All lines from the line containing "Where can you find the stone" up to and including the last line of the listing below should be echoed exactly; no other lines belong in the response.

<<<<

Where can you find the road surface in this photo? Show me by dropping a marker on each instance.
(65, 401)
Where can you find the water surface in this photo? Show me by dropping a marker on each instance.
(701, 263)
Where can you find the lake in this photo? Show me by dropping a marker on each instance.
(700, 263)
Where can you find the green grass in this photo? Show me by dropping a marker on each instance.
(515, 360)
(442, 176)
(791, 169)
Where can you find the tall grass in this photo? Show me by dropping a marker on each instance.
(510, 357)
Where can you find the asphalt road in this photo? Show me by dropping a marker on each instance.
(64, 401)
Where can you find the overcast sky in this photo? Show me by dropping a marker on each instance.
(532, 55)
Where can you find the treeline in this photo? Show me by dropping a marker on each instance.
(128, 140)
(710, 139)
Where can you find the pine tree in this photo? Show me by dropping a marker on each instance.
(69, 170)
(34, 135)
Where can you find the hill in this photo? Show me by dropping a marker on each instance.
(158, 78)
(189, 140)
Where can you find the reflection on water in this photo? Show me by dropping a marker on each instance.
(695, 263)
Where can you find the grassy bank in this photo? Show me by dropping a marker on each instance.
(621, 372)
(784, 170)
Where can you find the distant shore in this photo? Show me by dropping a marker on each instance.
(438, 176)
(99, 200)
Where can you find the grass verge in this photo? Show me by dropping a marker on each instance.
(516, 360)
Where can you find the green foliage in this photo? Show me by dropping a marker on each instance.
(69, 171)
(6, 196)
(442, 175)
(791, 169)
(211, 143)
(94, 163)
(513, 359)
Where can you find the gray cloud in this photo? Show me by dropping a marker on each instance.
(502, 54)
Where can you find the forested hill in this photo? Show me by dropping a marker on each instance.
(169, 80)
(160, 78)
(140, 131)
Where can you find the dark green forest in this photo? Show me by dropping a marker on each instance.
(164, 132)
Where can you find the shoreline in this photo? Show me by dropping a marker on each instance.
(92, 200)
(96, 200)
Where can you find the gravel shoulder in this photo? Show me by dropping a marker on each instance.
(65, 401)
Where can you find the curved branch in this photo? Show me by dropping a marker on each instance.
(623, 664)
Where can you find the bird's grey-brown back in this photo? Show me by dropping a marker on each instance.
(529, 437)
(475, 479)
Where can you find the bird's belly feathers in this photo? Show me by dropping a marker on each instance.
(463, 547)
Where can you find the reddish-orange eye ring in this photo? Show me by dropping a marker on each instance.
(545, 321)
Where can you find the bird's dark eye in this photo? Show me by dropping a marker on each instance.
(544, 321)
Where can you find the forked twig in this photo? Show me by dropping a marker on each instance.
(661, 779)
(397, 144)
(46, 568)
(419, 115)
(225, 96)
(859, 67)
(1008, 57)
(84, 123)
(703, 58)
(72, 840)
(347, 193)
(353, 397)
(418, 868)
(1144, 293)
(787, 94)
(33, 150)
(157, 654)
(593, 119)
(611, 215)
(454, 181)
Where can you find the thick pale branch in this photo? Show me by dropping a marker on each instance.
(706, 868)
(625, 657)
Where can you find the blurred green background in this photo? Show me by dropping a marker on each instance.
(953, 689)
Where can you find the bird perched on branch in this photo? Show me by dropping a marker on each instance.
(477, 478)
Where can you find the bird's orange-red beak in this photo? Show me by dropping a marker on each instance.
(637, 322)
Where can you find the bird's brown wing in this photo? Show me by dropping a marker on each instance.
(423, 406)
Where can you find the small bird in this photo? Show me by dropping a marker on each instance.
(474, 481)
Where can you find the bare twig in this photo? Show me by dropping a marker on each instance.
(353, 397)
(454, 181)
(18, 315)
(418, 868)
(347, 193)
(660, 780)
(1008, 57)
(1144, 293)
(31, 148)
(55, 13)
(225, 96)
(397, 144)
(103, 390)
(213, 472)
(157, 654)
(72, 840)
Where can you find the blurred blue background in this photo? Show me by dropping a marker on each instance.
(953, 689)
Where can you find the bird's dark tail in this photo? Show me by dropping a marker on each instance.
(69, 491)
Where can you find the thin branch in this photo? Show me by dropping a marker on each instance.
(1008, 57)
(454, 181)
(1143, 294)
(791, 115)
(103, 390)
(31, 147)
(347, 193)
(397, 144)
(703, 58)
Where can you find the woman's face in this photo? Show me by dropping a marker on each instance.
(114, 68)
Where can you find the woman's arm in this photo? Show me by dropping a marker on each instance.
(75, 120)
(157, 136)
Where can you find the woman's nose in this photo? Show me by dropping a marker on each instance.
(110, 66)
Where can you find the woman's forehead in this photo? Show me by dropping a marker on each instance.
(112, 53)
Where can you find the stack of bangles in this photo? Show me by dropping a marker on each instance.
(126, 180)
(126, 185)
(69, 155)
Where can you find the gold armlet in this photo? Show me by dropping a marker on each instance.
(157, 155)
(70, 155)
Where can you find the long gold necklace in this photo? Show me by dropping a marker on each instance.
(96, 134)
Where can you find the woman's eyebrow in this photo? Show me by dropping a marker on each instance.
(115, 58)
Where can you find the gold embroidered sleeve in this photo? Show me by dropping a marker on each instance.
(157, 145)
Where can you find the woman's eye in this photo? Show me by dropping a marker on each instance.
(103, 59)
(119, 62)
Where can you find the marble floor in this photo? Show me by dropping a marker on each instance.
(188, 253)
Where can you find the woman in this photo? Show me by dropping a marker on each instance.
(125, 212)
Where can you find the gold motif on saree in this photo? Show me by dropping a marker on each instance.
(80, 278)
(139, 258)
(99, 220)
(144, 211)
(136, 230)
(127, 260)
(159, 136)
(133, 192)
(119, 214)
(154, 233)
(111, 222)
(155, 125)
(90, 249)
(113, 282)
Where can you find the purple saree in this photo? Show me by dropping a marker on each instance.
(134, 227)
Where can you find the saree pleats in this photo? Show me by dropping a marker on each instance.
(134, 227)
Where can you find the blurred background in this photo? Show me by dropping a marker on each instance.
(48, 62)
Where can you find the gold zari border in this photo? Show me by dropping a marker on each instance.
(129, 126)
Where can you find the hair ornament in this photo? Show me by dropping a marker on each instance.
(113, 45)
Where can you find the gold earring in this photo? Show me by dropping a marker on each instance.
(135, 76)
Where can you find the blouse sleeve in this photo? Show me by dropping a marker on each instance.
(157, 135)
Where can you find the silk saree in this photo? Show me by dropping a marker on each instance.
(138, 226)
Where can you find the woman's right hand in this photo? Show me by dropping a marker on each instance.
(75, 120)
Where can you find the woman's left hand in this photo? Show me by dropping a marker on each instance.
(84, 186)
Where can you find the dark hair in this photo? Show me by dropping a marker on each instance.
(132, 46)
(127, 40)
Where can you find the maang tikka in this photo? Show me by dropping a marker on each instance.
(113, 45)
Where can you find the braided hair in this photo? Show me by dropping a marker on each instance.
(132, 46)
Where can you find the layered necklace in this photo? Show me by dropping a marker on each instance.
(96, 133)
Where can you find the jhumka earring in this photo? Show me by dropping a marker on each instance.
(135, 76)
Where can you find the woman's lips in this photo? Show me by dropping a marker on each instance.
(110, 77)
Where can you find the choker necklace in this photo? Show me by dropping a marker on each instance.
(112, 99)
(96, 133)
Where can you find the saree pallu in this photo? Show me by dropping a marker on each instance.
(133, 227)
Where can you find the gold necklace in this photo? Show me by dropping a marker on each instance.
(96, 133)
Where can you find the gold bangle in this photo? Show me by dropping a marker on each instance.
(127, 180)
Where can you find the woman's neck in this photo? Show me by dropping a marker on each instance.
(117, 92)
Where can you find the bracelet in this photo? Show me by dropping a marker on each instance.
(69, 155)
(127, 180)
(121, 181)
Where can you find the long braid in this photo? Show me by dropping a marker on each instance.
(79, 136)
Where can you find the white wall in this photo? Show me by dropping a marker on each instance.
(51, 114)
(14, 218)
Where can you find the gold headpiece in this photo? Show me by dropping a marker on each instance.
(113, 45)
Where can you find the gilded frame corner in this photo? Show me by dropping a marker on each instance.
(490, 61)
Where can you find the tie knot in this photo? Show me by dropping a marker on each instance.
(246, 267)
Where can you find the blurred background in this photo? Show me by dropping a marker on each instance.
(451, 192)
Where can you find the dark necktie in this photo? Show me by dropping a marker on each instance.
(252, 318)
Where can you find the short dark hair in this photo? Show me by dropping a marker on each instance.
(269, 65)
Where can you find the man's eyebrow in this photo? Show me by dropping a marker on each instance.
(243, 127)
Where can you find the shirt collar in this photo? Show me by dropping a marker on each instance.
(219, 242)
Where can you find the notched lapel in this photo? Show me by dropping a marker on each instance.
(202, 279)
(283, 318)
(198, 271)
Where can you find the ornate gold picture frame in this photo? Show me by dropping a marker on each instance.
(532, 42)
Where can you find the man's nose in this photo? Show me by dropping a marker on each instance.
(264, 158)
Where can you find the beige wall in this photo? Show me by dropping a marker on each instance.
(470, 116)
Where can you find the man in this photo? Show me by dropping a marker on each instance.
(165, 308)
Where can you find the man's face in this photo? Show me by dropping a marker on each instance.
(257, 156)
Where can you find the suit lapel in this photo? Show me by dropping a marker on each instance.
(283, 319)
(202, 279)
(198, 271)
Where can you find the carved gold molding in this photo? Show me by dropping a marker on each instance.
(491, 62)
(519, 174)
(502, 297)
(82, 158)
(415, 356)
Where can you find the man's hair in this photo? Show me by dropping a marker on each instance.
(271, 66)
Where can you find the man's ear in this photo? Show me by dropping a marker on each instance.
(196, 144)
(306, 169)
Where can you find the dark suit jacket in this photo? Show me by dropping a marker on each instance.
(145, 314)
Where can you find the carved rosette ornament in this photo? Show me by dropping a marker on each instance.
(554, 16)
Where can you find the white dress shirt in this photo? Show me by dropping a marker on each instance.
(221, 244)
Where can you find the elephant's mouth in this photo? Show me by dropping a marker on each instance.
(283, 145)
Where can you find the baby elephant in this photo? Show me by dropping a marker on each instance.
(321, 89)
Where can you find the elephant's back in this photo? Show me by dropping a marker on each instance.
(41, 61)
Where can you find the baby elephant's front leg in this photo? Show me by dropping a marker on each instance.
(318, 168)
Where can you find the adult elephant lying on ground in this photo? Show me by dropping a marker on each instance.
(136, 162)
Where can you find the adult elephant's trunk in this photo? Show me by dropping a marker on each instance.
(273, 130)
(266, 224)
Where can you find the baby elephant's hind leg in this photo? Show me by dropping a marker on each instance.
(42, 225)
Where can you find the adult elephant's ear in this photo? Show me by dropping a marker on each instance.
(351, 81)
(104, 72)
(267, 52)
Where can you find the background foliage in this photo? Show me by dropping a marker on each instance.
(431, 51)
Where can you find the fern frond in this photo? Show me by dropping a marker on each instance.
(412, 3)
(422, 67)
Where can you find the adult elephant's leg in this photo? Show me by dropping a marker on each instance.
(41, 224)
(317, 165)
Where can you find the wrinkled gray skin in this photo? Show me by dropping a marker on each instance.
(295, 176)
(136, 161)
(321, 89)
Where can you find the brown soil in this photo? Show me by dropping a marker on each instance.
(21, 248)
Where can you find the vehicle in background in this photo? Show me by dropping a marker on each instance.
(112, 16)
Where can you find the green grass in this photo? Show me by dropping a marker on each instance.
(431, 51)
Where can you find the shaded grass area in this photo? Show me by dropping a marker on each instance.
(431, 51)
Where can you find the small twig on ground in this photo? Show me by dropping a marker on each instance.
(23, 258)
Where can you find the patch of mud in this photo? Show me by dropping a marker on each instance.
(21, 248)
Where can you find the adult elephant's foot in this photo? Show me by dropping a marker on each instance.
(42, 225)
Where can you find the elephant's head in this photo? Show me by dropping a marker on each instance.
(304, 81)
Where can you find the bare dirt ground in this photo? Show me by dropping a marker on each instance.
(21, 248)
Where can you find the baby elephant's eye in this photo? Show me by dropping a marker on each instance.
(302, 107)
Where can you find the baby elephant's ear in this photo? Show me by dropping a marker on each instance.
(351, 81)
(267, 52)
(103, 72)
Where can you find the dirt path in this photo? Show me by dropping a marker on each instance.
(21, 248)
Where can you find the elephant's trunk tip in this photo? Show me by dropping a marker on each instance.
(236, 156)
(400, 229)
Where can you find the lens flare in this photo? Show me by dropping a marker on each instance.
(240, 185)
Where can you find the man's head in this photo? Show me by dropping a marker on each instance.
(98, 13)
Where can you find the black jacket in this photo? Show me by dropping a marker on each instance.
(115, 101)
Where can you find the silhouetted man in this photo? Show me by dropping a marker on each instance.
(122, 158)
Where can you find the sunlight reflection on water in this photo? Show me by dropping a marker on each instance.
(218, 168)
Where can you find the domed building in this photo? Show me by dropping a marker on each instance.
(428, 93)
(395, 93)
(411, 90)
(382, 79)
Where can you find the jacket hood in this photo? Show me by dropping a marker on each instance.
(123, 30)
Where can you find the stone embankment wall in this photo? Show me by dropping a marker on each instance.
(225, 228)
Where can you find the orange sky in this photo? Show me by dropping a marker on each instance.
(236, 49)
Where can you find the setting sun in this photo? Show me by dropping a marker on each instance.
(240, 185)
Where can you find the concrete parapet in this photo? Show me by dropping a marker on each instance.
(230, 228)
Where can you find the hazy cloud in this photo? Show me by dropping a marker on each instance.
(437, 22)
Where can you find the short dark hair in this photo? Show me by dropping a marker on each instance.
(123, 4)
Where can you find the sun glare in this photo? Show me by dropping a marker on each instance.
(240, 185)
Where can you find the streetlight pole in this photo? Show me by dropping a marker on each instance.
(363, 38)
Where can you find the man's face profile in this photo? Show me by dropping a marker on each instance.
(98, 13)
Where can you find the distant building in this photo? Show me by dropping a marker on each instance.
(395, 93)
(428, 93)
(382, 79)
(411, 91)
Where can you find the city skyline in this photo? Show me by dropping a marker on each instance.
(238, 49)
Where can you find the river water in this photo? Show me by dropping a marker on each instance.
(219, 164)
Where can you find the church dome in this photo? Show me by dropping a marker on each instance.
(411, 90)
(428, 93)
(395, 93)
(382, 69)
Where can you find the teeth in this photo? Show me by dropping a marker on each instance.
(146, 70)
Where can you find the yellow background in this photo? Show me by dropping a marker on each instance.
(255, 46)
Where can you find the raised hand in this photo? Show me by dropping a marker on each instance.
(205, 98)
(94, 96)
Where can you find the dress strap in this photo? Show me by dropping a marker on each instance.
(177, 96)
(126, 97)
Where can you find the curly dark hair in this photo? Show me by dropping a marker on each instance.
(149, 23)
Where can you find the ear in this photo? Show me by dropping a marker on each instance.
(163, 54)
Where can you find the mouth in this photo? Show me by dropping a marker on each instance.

>>>>

### Exercise response
Where can you find the stone embankment wall in this photo? Show me by dropping a marker on each instance.
(225, 228)
Where can you find the orange sky in this photo? Show me by dropping a marker on each instance.
(236, 49)
Where can you find the setting sun in this photo? Show me by dropping a marker on each instance.
(240, 185)
Where can you find the concrete parapet in this photo? Show me by dropping a marker on each instance.
(230, 228)
Where can you find the hazy cloud in this photo? Show me by dropping a marker on each instance.
(437, 22)
Where can you find the short dark hair in this photo? Show me by dropping a marker on each instance.
(123, 4)
Where can you find the sun glare in this photo? Show me by dropping a marker on each instance.
(240, 185)
Where can you find the streetlight pole in this photo? Show me by dropping a marker on each instance.
(363, 38)
Where can you find the man's face profile in this photo? Show me by dropping a marker on each instance.
(98, 13)
Where can you find the distant building in this photo? Show me by dropping a marker on each instance.
(395, 93)
(428, 93)
(382, 79)
(411, 91)
Where can you find the city skyline in this photo? Show me by dropping a marker on each instance.
(238, 49)
Where can you find the river water in this photo? Show me by dropping a marker on each instance.
(219, 164)
Where can you find the church dome in this photo? Show me by dropping a marker on each instance.
(411, 90)
(428, 93)
(395, 93)
(382, 69)
Where can you find the teeth in this photo? Show me by dropping a marker on each instance.
(146, 70)
Where can you find the yellow background in this photo? Show me by dropping a marker on each instance.
(255, 46)
Where can you find the raised hand in this photo? Show me by dropping a marker on each instance.
(205, 98)
(94, 96)
Where can you find the dress strap in this photo? Show me by dropping a marker on each instance.
(177, 96)
(126, 97)
Where can you find the curly dark hair in this photo? Show me by dropping a marker on each instance.
(149, 23)
Where can you find the ear in this photo? Show me by dropping a marker on each instance.
(163, 54)
Where can you find the mouth in this photo? Show me by dropping a marker on each instance.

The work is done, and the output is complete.